# ELENCO ATTIVITÀ
1. Nel testo sulla danza, di chi era stata allieva l'ex insegnante di danza classica?
2. Nel testo sulla danza, riscrivi il passo che comincia con "Devo ancora imparare" e finisce con "essere fisicamente impeccabile.", rinominando "corpo" in "fisico".

# TESTO FORNITO
Perfino quando danziamo, in quello che dovrebbe essere un atto di libertà primitiva, anche in quel momento, ci vengono insegnati dei passi da seguire.
Dal ballo mi sono dovuta liberare, per poter ballare davvero, e ancora non so se sono capace di farlo.
Devo ancora imparare a dispensare il mio corpo dall’obbligo di essere perfetto mentre ballo, mentre amo, o mi muovo nel mondo.
In qualunque ambito della mia vita, devo sollevare il mio corpo dall’incarico (arrivatomi, da dove?) di dover essere fisicamente impeccabile.
La mia ex insegnante di danza classica, allieva a sua volta di una ballerina del Bolshoi era una danzatrice fenomenale, ma ho spesso pensato che stesse fingendo, che in realtà non sapesse ballare.

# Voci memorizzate
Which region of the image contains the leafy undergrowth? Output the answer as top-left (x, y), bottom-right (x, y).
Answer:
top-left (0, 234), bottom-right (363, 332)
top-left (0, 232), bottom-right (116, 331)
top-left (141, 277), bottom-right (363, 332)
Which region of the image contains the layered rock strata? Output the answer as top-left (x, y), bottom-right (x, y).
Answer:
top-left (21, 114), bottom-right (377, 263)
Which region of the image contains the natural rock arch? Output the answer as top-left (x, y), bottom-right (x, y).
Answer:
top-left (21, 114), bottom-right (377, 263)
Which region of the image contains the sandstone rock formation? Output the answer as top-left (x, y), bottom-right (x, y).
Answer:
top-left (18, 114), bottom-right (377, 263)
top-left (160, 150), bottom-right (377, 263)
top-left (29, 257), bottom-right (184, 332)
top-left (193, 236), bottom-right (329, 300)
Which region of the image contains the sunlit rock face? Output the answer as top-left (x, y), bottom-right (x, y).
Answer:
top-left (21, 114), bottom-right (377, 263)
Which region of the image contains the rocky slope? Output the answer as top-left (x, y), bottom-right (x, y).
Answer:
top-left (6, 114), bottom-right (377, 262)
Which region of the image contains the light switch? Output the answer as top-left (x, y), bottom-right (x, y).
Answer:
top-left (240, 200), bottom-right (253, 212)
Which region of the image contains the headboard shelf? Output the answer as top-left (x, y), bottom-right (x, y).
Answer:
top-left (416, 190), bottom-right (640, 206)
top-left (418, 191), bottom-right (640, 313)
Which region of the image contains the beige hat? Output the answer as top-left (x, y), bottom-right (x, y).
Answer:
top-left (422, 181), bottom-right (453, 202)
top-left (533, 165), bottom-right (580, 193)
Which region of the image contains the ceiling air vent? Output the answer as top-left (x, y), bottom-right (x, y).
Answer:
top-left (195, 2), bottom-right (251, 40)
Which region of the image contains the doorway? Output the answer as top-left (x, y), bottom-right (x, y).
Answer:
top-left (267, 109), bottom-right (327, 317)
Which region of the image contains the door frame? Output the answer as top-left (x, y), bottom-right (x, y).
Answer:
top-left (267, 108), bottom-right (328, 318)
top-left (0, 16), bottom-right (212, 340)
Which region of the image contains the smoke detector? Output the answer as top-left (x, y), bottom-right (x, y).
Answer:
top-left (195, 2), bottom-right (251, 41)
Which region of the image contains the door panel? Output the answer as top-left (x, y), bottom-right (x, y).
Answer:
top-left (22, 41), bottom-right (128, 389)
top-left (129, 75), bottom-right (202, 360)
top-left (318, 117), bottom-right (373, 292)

# SOLUZIONI
1. Di una ballerina del Bolshoi.

2.
Devo ancora imparare a dispensare il mio fisico dall’obbligo di essere perfetto mentre ballo, mentre amo, o mi muovo nel mondo.
In qualunque ambito della mia vita, devo sollevare il mio fisico dall’incarico (arrivatomi, da dove?) di dover essere fisicamente impeccabile.